> _Alıştırmalar_:
1. Sonbahar yazısından bir bölümü alıntılayın. Alıntı "Öyle uzun uzun" sözlerinin geçtiği yerden başlasın ve "çiselemiş ormanlara doğru." sözlerinden sonra bitsin.
2. Sonbahar yazısına göre yazar bayramda neredeydi?

> _Verilen Metin_:
⟨

16 Ekim 2007

SONBAHAR...

Sonbahardan biliyorum.

Öyle uzun uzun yürüme ihtiyacım ondan.

Yalnız yalnız sokaklara çıkıp, Asya'nın "yaprak döken benim sonbahar gelmeden" şarkısını bağıra çağıra söyleme isteğimde ondan.

Dostlarımla buluşup içme isteğimde ondan.

Yetersizmişim gibi hissetmem de ondan.

Öyle yağmurunu dökememiş bulut gibi dolaşmam da ondan.

Yok mutsuz değilim. Sonbahardan biliyorum. :)

Bayramda Kızılcahamamdaydım.
Yürüdüm yağmur çiselemiş ormanlara doğru.
Olmadı araba kullandım Asya'nın şarkısını dinleyip bağıra çağıra eşlik ederek.
Daha olmadı pek az insanın bildiği ormanın en yüksek noktasına çıkıp şehrin yukardan görünüşünü seyrettim.

Sonra, yok yok bana yakışmaz biliyorum kesin sohbahardan deyip oyun havası açıp arabadan inip oynadım:))) bir iki araba geçti garip garip baktılar ama aldırmadım:))) Dağın başındayım netice itibariyle canım ne isterse onu yaparım:))

Can Çiftliğinde ufak bir proje vardı ama ben dahil olamadım:)) Ziyaret akınına uğrayan Büyükbaba evinde anneme yardım etme görevim vardı.

Anneannem sordu;
Yavrum babanlar nereye gitti?
-Çekime gittiler anneanne.
-Ne çekimi?
-Klip çekeceklermiş...:)))






Resim Anneannemlerin arka balkonu.

Annemin efkarla sigarasını tüttürdüğü, senden başka hiç kimsenin olmadığı hissini veren ormana sıfır güzel balkon.

Geçen bayram annemi ayıların kovaladığı sevimli ormanımız orası işte :))
Bizi çok sevmişler şehre inmeye karar vermişler. Babam öyle söyledi. :)))

Nimetim














03 Ekim 2007

Olmaz ki Böyle de Yapılmaz ki!!!






Yani ayşegül ağustosda çekilen resim ekimde yollanır mı?

⟩

> _Verilen Kayıtlar_:
⟨

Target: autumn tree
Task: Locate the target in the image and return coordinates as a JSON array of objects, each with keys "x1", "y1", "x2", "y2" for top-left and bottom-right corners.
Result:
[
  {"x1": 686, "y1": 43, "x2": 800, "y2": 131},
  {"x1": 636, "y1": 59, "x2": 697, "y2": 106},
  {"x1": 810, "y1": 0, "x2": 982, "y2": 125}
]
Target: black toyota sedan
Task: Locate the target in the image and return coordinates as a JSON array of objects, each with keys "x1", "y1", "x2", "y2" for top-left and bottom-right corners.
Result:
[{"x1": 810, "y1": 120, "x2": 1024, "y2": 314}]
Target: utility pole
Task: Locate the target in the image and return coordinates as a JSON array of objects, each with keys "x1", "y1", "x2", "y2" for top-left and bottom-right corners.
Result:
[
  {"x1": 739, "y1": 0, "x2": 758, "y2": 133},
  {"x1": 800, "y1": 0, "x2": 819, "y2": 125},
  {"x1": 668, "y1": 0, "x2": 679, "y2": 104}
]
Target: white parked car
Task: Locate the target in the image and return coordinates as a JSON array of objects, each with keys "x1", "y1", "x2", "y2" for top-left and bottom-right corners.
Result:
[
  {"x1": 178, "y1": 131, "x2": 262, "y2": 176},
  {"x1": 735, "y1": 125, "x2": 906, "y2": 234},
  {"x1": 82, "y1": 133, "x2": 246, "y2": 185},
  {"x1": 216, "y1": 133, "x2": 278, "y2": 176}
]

⟩

> _Görev Görev Çözümler_:
1.
Öyle uzun uzun yürüme ihtiyacım ondan.

Yalnız yalnız sokaklara çıkıp, Asya'nın "yaprak döken benim sonbahar gelmeden" şarkısını bağıra çağıra söyleme isteğimde ondan.

Dostlarımla buluşup içme isteğimde ondan.

Yetersizmişim gibi hissetmem de ondan.

Öyle yağmurunu dökememiş bulut gibi dolaşmam da ondan.

Yok mutsuz değilim. Sonbahardan biliyorum. :)

Bayramda Kızılcahamamdaydım.
Yürüdüm yağmur çiselemiş ormanlara doğru.

2. Kızılcahamam'daydı.